Il petrolio brasiliano, il gas russo. Come le risorse naturali dei Bric cambiano l’asse energetico mondiale. Con numerose conseguenze
“…per i paesi nel cui territorio esso viene trovato…il petrolio può essere un grande beneficio o una maledizione, in relazione a come esso viene usato…” (The Financial Times)
“…Dio è brasiliano…” (Luiz Inacio Lula da Silva)
Premessa
E’ ormai un’opinione molto diffusa, che trova scarse obiezioni, l’idea che il centro dell’attività economica del mondo si stia spostando dai paesi sviluppati ad un gruppo di quelli emergenti. Bisogna ricordare, a questo proposito, che predire il futuro è certamente un esercizio piuttosto complicato, ma, almeno sulla base dei dati e delle informazioni che abbiamo a disposizione, l’ipotesi sopra indicata sembra in ogni caso molto plausibile.

▸ **ISTRUZIONI DI LAVORO**:
1. Stabilisca se le seguenti affermazioni concordano con il testo sulle risorse energetiche dei Bric, rispondendo sì o no e citando le parole decisive del testo: (a) nella citazione del Financial Times il petrolio è presentato come possibile beneficio o maledizione; (b) predire il futuro è definito un esercizio semplice; (c) l'idea che il centro dell'attività economica si stia spostando incontra molte obiezioni.
2. Elenchi tutte le espressioni che, nel testo sulle risorse energetiche dei Bric, designano gruppi di paesi.
3. Riprenda il testo sulle risorse energetiche dei Bric e lo prosegua a partire dall'ultima frase riportata.
Il materiale riportato di seguito è indipendente dal testo sulle risorse energetiche dei Bric.

▸ **ELENCO DEI DATI**:
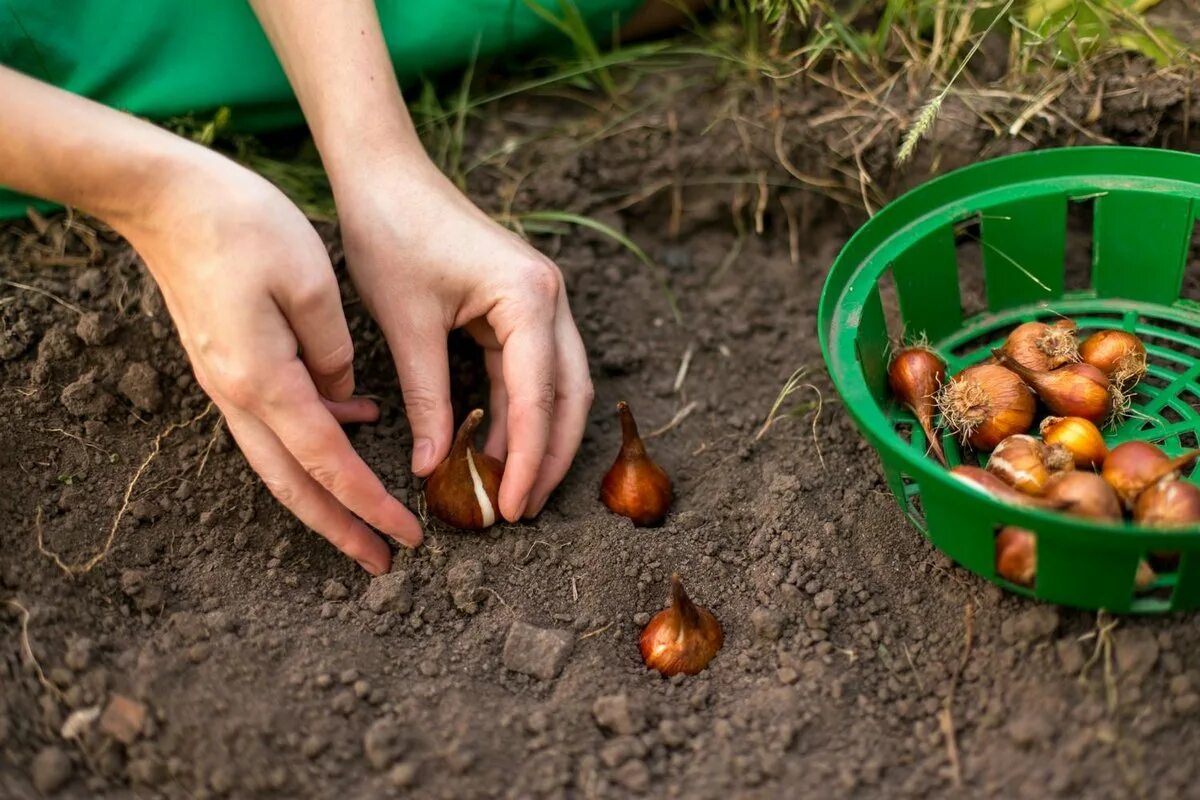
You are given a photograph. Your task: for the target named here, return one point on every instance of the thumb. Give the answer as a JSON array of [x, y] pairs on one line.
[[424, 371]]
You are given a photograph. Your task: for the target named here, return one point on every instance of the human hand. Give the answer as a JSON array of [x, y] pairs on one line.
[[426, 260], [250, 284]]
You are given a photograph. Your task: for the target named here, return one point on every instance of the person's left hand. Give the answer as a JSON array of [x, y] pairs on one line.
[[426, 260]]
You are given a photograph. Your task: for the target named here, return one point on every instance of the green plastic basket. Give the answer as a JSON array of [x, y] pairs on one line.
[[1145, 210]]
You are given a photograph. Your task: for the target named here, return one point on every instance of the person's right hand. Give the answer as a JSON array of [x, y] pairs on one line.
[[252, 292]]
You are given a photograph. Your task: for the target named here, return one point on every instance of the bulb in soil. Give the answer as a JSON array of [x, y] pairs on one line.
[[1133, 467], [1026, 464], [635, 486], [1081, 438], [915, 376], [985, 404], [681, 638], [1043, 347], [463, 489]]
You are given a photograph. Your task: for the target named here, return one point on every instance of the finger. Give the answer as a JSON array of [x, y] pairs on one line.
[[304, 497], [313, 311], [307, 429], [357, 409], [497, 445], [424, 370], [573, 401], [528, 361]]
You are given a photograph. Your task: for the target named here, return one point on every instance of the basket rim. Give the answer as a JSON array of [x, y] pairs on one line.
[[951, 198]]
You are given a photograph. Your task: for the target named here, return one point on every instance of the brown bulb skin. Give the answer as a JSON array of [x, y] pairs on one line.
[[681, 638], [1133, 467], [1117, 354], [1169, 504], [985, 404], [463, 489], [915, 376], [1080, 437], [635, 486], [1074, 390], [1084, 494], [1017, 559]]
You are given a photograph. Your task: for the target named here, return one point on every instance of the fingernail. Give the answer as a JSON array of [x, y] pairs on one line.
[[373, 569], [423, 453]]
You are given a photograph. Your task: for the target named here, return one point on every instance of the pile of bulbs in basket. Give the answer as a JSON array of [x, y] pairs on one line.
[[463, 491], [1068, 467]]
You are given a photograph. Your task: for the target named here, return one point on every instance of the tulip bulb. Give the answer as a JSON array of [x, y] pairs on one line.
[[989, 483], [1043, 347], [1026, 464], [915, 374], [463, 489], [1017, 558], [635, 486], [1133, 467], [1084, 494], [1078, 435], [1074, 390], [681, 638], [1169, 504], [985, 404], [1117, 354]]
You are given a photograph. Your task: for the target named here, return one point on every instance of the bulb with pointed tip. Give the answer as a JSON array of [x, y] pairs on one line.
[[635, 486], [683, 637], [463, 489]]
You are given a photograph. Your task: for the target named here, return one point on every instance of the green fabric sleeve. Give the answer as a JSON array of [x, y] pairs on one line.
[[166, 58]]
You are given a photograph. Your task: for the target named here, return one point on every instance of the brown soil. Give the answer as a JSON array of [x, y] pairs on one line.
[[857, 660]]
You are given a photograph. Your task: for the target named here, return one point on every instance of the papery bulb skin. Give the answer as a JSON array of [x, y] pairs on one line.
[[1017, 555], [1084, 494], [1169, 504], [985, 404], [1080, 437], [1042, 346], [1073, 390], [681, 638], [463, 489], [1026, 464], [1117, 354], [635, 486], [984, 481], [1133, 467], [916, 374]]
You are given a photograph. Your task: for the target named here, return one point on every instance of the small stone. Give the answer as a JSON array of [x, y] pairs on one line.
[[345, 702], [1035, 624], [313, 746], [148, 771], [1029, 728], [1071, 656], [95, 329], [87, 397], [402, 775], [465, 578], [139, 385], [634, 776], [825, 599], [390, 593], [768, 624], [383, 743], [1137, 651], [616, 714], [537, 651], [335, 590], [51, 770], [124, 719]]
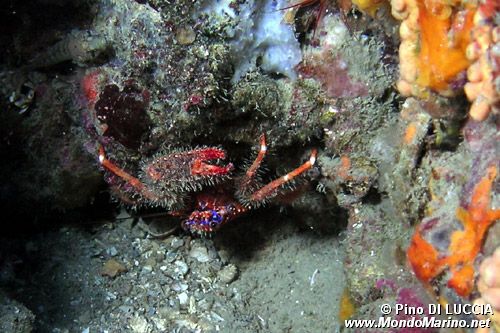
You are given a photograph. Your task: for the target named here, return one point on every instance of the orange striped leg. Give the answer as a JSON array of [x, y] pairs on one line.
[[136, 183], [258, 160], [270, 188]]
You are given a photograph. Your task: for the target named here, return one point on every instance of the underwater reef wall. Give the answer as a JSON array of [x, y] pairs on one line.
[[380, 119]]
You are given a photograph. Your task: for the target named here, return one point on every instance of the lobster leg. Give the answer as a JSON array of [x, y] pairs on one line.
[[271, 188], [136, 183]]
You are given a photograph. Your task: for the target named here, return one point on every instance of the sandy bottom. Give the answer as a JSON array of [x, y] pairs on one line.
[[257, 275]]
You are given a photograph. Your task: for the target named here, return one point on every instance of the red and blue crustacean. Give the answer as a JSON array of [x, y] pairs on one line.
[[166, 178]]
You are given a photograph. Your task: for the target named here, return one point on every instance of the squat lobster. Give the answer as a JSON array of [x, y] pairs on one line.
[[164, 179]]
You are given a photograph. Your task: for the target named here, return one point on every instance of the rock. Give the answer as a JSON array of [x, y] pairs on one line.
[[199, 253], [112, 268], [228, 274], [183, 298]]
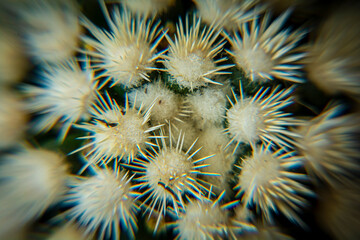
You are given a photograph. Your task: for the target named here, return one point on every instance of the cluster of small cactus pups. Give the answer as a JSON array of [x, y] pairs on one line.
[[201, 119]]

---

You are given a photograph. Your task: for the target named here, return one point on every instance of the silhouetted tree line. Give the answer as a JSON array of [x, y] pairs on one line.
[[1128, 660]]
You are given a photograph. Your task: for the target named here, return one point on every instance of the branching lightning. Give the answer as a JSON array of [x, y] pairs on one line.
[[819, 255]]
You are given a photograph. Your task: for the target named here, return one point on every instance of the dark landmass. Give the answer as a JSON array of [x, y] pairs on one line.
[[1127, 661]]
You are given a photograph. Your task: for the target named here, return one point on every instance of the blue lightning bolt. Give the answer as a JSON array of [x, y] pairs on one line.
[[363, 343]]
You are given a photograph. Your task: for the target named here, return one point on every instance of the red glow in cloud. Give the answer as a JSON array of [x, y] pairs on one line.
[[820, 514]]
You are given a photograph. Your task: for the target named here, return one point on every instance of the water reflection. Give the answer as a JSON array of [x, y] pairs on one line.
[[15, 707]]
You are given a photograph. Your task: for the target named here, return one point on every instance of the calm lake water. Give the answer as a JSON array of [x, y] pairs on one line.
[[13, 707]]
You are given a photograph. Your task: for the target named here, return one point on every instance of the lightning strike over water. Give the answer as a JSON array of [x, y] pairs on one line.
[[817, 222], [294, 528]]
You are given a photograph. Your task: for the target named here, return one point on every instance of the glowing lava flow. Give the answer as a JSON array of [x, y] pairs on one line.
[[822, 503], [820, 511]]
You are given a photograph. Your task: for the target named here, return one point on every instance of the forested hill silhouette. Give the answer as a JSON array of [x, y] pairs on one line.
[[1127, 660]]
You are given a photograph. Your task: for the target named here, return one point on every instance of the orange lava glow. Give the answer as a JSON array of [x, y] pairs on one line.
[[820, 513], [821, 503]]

▸ **RISPOSTE AI COMPITI**:
1.
(a) Sì: "il petrolio può essere un grande beneficio o una maledizione, in relazione a come esso viene usato"
(b) No: "predire il futuro è certamente un esercizio piuttosto complicato"
(c) No: "trova scarse obiezioni"

2.
- Bric
- paesi nel cui territorio esso viene trovato
- paesi sviluppati
- un gruppo di quelli emergenti

3.
Si discute così, ad esempio, in quale anno il Pil cinese supererà quello degli Stati Uniti e la data dovrebbe collocarsi, secondo le varie previsioni, tra il 2020 e il 2030, per quello che semplici proiezioni basate sugli andamenti storici recenti possono valere. Per quanto riguarda l’India, l’orizzonte apparirebbe un po’ più lontano, ma il fenomeno del sorpasso sugli Stati Uniti dovrebbe essere un fatto compiuto prima del 2050. Inoltre, da qualche anno, più in generale, si è posta l’attenzione sui paesi cosiddetti del BRIC (Brasile, Russia, India, Cina) come quelli destinati a conquistare presto l’egemonia del mondo o, per lo meno, a condividerla con i vecchi poteri.
Naturalmente, il futuro potrà smentire tutte le previsioni di questo tenore, o, invece, mostrare delle conferme in tempi anche più vicini a noi del previsto.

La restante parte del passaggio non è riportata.